** Opening THE INPUT block **

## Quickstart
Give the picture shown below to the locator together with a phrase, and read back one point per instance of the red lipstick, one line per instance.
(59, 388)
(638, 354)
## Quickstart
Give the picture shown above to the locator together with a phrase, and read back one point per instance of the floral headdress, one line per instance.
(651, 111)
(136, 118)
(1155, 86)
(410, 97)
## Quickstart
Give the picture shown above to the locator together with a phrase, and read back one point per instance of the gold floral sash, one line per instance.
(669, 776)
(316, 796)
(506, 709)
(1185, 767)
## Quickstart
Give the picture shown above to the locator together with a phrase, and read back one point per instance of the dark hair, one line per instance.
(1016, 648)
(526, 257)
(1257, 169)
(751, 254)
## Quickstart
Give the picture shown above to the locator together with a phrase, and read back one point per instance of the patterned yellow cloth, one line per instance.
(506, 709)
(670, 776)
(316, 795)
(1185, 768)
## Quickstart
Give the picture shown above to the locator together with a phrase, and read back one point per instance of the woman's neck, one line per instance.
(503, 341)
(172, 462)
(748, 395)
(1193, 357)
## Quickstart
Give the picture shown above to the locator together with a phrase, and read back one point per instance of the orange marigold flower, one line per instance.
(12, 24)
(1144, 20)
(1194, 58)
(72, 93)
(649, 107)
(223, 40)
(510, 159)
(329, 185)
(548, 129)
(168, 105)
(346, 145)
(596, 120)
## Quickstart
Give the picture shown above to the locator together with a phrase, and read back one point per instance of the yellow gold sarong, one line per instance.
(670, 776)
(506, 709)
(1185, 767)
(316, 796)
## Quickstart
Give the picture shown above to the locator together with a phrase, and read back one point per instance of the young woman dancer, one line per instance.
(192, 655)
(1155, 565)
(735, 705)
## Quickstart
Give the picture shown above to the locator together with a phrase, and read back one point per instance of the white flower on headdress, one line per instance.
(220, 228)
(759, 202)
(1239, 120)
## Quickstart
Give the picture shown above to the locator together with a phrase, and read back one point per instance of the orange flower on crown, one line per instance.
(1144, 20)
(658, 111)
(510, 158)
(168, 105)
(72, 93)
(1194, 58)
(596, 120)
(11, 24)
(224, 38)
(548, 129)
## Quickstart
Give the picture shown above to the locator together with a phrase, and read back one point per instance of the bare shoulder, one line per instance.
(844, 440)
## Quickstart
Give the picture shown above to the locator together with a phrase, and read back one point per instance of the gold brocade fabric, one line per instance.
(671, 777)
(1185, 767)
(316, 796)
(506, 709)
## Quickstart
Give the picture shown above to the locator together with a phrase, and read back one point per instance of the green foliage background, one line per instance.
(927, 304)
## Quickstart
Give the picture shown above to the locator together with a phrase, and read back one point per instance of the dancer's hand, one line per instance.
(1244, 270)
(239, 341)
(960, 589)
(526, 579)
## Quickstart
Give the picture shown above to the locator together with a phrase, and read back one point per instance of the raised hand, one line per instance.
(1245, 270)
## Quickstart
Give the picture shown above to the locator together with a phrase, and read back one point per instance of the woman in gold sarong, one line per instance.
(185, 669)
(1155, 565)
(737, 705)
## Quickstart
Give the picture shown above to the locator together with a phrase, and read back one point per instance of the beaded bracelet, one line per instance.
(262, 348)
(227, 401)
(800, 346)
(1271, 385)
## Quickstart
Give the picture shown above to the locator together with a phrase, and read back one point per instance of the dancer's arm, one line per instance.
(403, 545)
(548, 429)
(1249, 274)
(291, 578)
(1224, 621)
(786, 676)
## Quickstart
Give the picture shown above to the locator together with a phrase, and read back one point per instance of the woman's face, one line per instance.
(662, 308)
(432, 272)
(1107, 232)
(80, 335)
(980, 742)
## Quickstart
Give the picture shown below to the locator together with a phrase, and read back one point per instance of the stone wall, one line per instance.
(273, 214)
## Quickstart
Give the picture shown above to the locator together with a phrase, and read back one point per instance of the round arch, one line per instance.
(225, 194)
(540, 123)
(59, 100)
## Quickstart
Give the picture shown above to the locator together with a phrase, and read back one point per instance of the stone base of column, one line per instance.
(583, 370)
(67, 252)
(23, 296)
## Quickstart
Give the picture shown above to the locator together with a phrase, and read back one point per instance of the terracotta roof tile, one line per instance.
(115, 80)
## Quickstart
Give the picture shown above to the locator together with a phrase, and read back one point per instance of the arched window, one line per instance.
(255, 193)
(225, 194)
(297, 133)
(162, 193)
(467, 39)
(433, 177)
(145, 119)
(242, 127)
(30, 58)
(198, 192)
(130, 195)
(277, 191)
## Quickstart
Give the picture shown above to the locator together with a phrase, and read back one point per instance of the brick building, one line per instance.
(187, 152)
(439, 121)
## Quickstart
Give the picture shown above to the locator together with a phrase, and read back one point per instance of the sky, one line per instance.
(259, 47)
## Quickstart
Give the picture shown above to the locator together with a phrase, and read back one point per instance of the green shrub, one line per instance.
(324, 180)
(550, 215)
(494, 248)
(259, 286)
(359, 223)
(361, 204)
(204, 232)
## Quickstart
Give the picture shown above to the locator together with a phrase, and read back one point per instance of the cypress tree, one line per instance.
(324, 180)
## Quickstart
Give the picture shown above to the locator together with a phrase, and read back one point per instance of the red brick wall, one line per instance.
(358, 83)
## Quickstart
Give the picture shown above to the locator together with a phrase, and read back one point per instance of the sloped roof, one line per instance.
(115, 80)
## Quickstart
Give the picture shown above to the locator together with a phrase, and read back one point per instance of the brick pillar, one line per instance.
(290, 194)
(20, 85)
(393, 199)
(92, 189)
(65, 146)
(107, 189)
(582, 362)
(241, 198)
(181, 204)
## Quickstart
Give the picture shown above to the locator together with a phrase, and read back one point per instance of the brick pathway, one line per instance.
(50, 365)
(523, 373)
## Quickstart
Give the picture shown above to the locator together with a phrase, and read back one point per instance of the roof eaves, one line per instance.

** Closing THE INPUT block **

# DIRECTIONS
The required output is all of the material, word for word.

# WRITTEN SOLUTION
## Quickstart
Give the picture shown below to the locator together with a phrase, and read back one point per instance of the red lipstick, one line per instance.
(59, 388)
(638, 354)
## Quickstart
Give the picture shown above to the locator together with a phrase, and read back one point per instance of the floral headdress, one line per instance.
(651, 111)
(136, 118)
(1155, 86)
(410, 97)
## Quickstart
Give the picture shown above to the locator together with a phrase, and read back one point per instance of the gold floral sash, one line per instance.
(669, 776)
(316, 796)
(506, 709)
(1185, 767)
## Quickstart
Give the picture shown above to the locator together with a phrase, and read back one point per instance of the dark hair, one line per instance.
(1016, 648)
(526, 257)
(1257, 169)
(751, 254)
## Quickstart
Give the picture shown above to the locator together with a phrase, and read back one point per instance of the patterned yellow cloth, one line per instance.
(506, 709)
(670, 776)
(316, 795)
(1185, 768)
## Quickstart
Give the picture shown above to the locator together with a phrase, and read back one point per instance of the woman's neck, one line per instance.
(503, 341)
(172, 462)
(748, 395)
(1193, 357)
## Quickstart
Give the picture shown above to the locator together with a phrase, and read back one point per instance of the orange marigold flower, one line per instance.
(12, 24)
(1144, 20)
(1194, 58)
(72, 93)
(649, 107)
(223, 40)
(510, 159)
(329, 185)
(548, 129)
(168, 105)
(346, 145)
(596, 120)
## Quickstart
Give the picture shown above to the locator together with a phrase, and read back one point per instance of the yellow gold sarong, one line per instance.
(670, 776)
(506, 709)
(1185, 767)
(316, 796)
## Quickstart
Give the picture shown above to the locator together with a phrase, and read back one point per instance of the young woman dancer, one line per instance.
(192, 655)
(1155, 565)
(735, 705)
## Quickstart
Give the picture shown above to the locator together with a phrase, and read back one point per instance of the white flower on headdress, one line per instance.
(220, 228)
(759, 202)
(1239, 120)
## Quickstart
Give the picture shown above to the locator together with a phrase, and read back one point per instance of the orange flower on crown, one line per instance.
(1144, 20)
(658, 111)
(510, 158)
(168, 105)
(72, 93)
(1194, 58)
(596, 120)
(11, 24)
(224, 38)
(548, 129)
## Quickstart
Give the picture shown above to the locator together with a phrase, and read back one point per instance of the bare shoulder, one line per instance.
(844, 440)
## Quickstart
Give the picture shown above to the locator together with a phrase, and read back one point per instance of the gold brocade fabric, one line per instance.
(671, 777)
(1185, 767)
(316, 796)
(506, 709)
## Quickstart
Give the picture shown above to the locator together with a phrase, and read back one point per instance of the green foliage background, one line per instance.
(927, 304)
## Quickstart
Give the picture shown above to the locator together with a phrase, and read back one point per instance of the dancer's hand, one line per instance.
(1244, 270)
(239, 341)
(960, 589)
(526, 579)
## Quickstart
Give the picture shown above to the locator together with a phrase, and read back one point per instance of the raised hand, one line per instance.
(1245, 270)
## Quickstart
Give the picture shown above to the locator together with a phrase, and read back one point per instance of the woman in gold sarong, one line per instance.
(185, 669)
(1155, 565)
(737, 705)
## Quickstart
Give the picture shown above to the locator together with a phrase, and read back one point per instance of the beaded bracelet, one line per instance.
(262, 348)
(227, 401)
(800, 346)
(1271, 385)
## Quickstart
Give the picture shown above to the locator together with a phrase, and read back one point per instance of the dancer's arm, one line per instance.
(403, 545)
(548, 429)
(1249, 274)
(291, 578)
(1224, 621)
(786, 676)
## Quickstart
Give the picture shown above to the locator together with a phrase, and read back one point per instance of the woman's face, one line per instance.
(662, 308)
(432, 272)
(1107, 232)
(80, 335)
(980, 742)
## Quickstart
Give the picture shown below to the locator together with a phrase, and read back one point per instance of the stone wall, one line per instance.
(273, 214)
## Quickstart
Give the picture shown above to the locator together with a phrase, and read back one point per instance of the round arch, one line per instance.
(225, 194)
(540, 123)
(59, 100)
## Quickstart
Give the picture shown above to the locator together with a phrase, and read back one point per instance of the stone base of column, one line per instance.
(583, 370)
(67, 252)
(23, 296)
## Quickstart
Give the picture shown above to the locator together with a phrase, and read back one point per instance of the terracotta roof tile, one line per instance.
(115, 80)
## Quickstart
Give the picture shown above to the locator together with a phrase, and read back one point per instance of the arched window, one line per instance.
(255, 193)
(225, 194)
(297, 133)
(162, 193)
(467, 39)
(433, 177)
(145, 119)
(242, 127)
(30, 58)
(198, 192)
(130, 195)
(277, 191)
## Quickstart
Give the picture shown above to the locator together with a phrase, and read back one point per instance of the brick building, one line per instance.
(187, 152)
(439, 121)
## Quickstart
Give the picture shown above to the locator together with a phrase, and read back one point per instance of the sky, one line per instance.
(259, 47)
## Quickstart
Give the picture shown above to the locator together with a phrase, and read back one point per instance of the green shrub, one line per instance.
(324, 180)
(550, 215)
(494, 248)
(259, 286)
(359, 223)
(361, 204)
(204, 232)
## Quickstart
Give the picture shown above to the locator together with a phrase, and read back one point per instance of the cypress tree, one line per instance.
(324, 180)
## Quickstart
Give the picture shown above to the locator together with a phrase, and read back one point per instance of the red brick wall, one line per instance.
(358, 83)
## Quickstart
Give the picture shown above to the locator together with a phrase, and read back one point per instance of the sloped roof, one line per instance.
(115, 80)
## Quickstart
Give the picture shown above to the locator together with a phrase, and read back one point per instance of the brick pillar, one line per instance.
(290, 194)
(20, 85)
(393, 199)
(92, 189)
(65, 146)
(107, 189)
(582, 362)
(241, 198)
(181, 204)
## Quickstart
Give the picture shown above to the locator together with a phrase, and read back one point per instance of the brick pathway, one line per instance.
(50, 365)
(523, 373)
## Quickstart
Give the picture shown above to the locator together with a phrase, and read back one point per instance of the roof eaves, one line per instance.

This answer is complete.